▶ **Given request**:
List every line in the entries below that contains the string "limestone". Case counts.

Detection examples:
=======

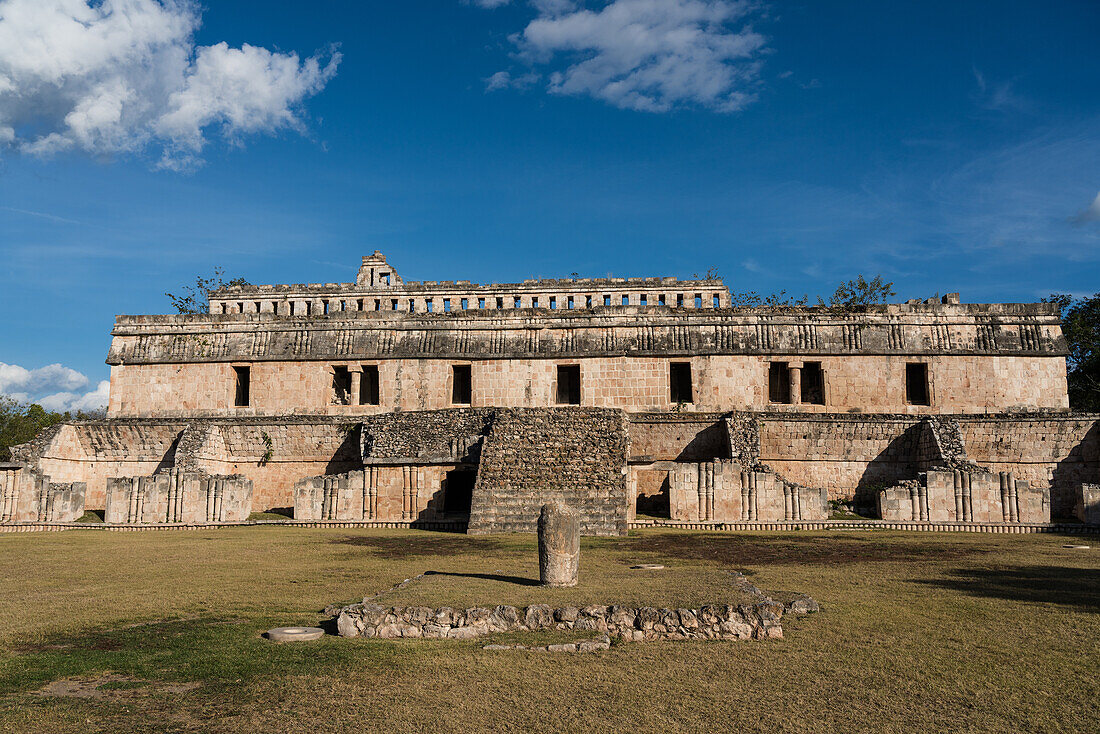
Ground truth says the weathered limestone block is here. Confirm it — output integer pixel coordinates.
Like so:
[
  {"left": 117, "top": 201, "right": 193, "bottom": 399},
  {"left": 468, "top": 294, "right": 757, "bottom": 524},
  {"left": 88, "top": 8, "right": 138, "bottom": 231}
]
[
  {"left": 1074, "top": 484, "right": 1100, "bottom": 525},
  {"left": 669, "top": 459, "right": 828, "bottom": 523},
  {"left": 0, "top": 463, "right": 23, "bottom": 523},
  {"left": 103, "top": 470, "right": 252, "bottom": 525},
  {"left": 878, "top": 470, "right": 1051, "bottom": 523},
  {"left": 0, "top": 464, "right": 88, "bottom": 523},
  {"left": 539, "top": 504, "right": 581, "bottom": 587},
  {"left": 294, "top": 467, "right": 378, "bottom": 521}
]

=======

▶ **Exercise output**:
Ground truth says the weathered limestone block is here. Confirm it — output integer pixel coordinates.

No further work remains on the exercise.